◆ **Action item**:
Gather up every line from the entries below that uses the word "target".

* * * * *

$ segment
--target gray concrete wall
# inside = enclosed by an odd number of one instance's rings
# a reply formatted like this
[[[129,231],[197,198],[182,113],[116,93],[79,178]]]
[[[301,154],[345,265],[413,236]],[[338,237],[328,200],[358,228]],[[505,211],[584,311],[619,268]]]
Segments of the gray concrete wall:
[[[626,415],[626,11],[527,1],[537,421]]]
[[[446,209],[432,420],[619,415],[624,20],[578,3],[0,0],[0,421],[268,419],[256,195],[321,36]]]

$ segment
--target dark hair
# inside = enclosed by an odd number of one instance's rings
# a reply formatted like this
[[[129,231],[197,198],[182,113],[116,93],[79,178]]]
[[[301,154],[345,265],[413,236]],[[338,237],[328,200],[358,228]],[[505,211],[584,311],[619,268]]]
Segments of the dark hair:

* * * * *

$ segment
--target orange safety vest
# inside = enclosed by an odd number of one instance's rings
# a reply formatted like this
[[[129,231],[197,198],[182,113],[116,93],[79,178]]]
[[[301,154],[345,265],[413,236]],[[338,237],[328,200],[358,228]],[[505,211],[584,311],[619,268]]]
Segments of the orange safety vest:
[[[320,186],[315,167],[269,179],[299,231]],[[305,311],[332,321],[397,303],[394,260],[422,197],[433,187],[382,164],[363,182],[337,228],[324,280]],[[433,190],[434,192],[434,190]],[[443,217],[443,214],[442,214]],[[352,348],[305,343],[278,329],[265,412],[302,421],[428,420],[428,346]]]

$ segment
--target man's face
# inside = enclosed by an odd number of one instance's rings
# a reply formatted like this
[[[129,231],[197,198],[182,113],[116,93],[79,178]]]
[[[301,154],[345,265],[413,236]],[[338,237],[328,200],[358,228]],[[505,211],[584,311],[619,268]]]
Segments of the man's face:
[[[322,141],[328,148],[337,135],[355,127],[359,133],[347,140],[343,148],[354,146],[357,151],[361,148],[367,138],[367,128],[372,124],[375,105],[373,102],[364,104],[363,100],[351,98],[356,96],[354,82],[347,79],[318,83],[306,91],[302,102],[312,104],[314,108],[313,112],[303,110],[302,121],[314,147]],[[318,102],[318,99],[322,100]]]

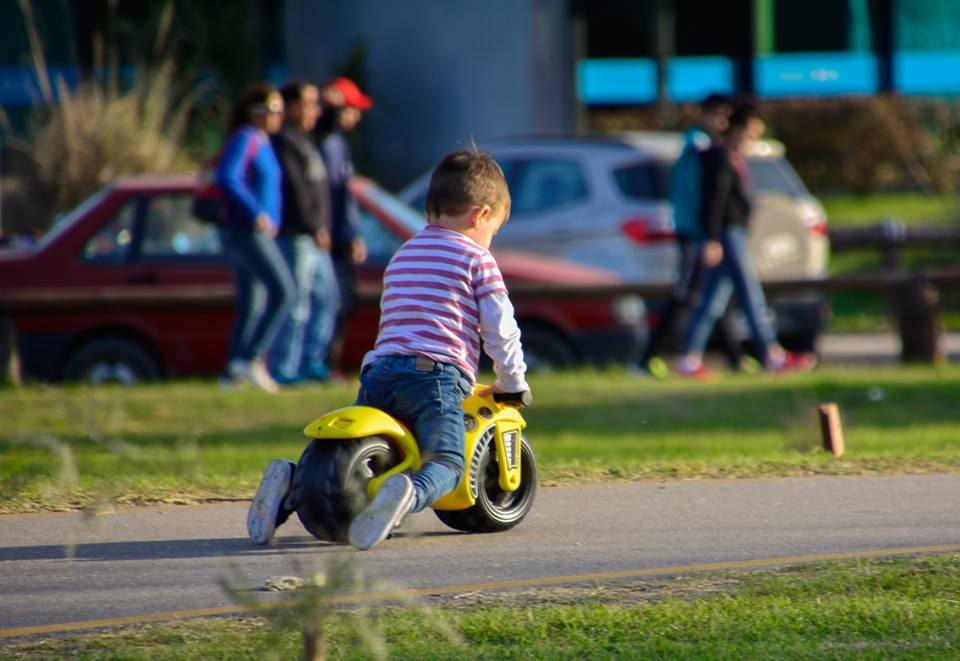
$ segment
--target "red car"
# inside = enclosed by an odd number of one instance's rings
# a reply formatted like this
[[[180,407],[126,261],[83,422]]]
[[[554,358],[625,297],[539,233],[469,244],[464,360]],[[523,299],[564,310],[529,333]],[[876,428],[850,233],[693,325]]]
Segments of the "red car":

* * * * *

◆ **Result of this exercise**:
--target gray concrete wall
--target dark hair
--target orange safety vest
--target man's face
--target "red car"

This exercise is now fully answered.